* Begin Data extract *
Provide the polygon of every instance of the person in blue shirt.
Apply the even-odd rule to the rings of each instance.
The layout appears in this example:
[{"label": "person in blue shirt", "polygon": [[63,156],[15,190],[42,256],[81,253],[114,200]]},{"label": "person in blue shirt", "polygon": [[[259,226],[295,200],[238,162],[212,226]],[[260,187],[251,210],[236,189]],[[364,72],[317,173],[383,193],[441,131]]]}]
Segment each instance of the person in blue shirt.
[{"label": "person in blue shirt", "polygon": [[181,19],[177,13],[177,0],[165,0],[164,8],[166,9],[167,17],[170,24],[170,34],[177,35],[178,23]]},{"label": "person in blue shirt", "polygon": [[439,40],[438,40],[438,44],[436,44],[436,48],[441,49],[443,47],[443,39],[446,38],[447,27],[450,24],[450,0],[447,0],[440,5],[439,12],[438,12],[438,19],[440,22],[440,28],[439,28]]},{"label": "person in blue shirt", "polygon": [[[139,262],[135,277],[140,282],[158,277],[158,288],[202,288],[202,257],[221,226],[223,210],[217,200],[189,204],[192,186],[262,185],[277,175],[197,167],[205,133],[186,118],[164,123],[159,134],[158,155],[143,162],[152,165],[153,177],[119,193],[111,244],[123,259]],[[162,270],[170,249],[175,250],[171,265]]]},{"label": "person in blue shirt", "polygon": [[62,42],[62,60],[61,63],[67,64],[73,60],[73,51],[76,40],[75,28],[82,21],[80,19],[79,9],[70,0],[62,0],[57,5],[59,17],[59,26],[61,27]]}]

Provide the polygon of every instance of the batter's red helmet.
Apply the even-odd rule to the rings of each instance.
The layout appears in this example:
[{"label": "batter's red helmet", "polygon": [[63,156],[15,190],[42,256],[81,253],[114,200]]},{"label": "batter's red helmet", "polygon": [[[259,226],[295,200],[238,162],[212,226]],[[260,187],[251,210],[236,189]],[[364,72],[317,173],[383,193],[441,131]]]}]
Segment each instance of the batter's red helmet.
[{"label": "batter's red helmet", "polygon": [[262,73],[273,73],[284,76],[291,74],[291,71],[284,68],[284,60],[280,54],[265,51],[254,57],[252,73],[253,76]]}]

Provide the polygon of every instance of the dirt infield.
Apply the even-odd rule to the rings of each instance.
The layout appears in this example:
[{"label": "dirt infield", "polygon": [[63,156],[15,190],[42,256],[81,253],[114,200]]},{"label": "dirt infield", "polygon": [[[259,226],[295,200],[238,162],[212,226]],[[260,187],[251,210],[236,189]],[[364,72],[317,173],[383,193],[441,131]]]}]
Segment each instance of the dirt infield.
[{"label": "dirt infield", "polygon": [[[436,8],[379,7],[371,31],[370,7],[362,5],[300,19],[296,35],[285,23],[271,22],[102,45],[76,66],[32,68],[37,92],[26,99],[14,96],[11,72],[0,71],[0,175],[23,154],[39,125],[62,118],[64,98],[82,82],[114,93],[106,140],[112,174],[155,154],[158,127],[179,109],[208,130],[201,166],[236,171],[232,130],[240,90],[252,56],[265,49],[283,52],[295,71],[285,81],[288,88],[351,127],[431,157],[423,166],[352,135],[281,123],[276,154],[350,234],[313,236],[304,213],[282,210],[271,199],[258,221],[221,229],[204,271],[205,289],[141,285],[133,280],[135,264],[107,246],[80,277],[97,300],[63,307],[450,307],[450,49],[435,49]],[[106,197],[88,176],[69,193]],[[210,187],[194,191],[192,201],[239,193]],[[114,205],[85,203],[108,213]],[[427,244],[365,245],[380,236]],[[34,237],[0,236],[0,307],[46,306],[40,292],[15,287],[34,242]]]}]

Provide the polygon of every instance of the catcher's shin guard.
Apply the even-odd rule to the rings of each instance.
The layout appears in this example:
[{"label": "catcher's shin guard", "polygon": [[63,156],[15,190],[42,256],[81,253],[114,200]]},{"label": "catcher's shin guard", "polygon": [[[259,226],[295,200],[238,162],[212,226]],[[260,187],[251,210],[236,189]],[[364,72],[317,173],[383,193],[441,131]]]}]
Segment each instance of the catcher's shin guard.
* End Data extract *
- [What you will do] Could you copy every one of the lines above, word for word and without changing anything?

- [Full answer]
Provide the polygon of every instance of the person in blue shirt.
Apply the even-odd rule to the rings of each instance.
The layout appears in this example:
[{"label": "person in blue shirt", "polygon": [[63,156],[15,190],[42,256],[81,253],[114,200]]},{"label": "person in blue shirt", "polygon": [[[259,226],[295,200],[238,162],[212,226]],[[260,187],[251,210],[236,189]],[[364,72],[317,173],[383,193],[441,131]]]}]
Segment each instance of the person in blue shirt.
[{"label": "person in blue shirt", "polygon": [[181,19],[177,13],[177,0],[165,0],[164,8],[166,9],[167,17],[170,24],[170,34],[177,35],[178,23]]},{"label": "person in blue shirt", "polygon": [[439,40],[438,40],[438,44],[436,44],[436,48],[441,49],[443,47],[443,39],[446,38],[447,27],[450,24],[450,0],[447,0],[440,5],[439,12],[438,12],[438,19],[440,22],[440,28],[439,28]]},{"label": "person in blue shirt", "polygon": [[[139,262],[135,277],[140,282],[158,277],[158,288],[202,288],[202,257],[221,226],[223,210],[217,200],[189,204],[192,186],[262,185],[277,175],[197,167],[205,133],[186,118],[164,123],[159,134],[158,155],[143,162],[152,165],[153,177],[119,193],[111,244],[123,259]],[[162,270],[170,249],[175,250],[171,265]]]},{"label": "person in blue shirt", "polygon": [[62,42],[62,60],[61,63],[67,64],[73,60],[73,51],[76,40],[75,28],[82,21],[80,19],[79,9],[70,0],[62,0],[57,5],[59,17],[59,26],[61,27]]}]

Provide the polygon of every instance of the batter's red helmet.
Apply the even-odd rule to the rings of each instance.
The layout appears in this example:
[{"label": "batter's red helmet", "polygon": [[63,156],[15,190],[42,256],[81,253],[114,200]]},{"label": "batter's red helmet", "polygon": [[[259,226],[295,200],[238,162],[212,226]],[[260,187],[251,210],[236,189]],[[364,72],[317,173],[383,193],[441,131]]]}]
Segment each instance of the batter's red helmet.
[{"label": "batter's red helmet", "polygon": [[262,73],[273,73],[284,76],[291,74],[291,71],[284,68],[284,60],[280,54],[265,51],[254,57],[252,73],[253,76]]}]

Provide the polygon of every instance of the dirt infield.
Apply the even-odd rule to the rings of each instance.
The layout appears in this example:
[{"label": "dirt infield", "polygon": [[63,156],[15,190],[42,256],[81,253],[114,200]]},{"label": "dirt infield", "polygon": [[[259,226],[295,200],[238,162],[212,226]],[[260,187],[251,210],[236,189]],[[364,72],[317,173],[383,193],[441,131]]]}]
Segment each instance of the dirt infield.
[{"label": "dirt infield", "polygon": [[[436,8],[379,7],[371,31],[370,7],[362,5],[300,19],[296,35],[285,23],[271,22],[102,45],[76,66],[32,68],[37,92],[26,99],[14,96],[11,72],[0,71],[0,175],[23,154],[39,125],[62,118],[64,98],[82,82],[114,93],[106,140],[112,174],[155,154],[158,127],[179,109],[208,130],[201,166],[236,171],[232,130],[240,90],[252,56],[265,49],[283,52],[295,71],[285,81],[288,88],[351,127],[431,157],[423,166],[352,135],[281,123],[276,154],[350,234],[313,236],[304,213],[282,210],[271,199],[258,221],[221,229],[204,271],[205,289],[141,285],[133,280],[135,264],[107,246],[80,277],[97,300],[63,307],[450,307],[450,49],[435,49]],[[106,197],[88,176],[69,193]],[[210,187],[194,191],[192,201],[239,193]],[[114,205],[85,203],[108,213]],[[427,244],[365,245],[380,236]],[[34,237],[0,236],[0,307],[46,306],[40,292],[15,287],[34,242]]]}]

Provide the polygon of every instance of the catcher's shin guard.
Apply the even-odd rule to the rings of each instance.
The layout appears in this example:
[{"label": "catcher's shin guard", "polygon": [[63,156],[15,190],[42,256],[81,253],[114,200]]},{"label": "catcher's shin guard", "polygon": [[[259,226],[295,200],[238,162],[212,226]],[[260,187],[251,210],[236,189]],[[364,72],[317,173],[383,193],[441,131]]]}]
Segment each instance of the catcher's shin guard.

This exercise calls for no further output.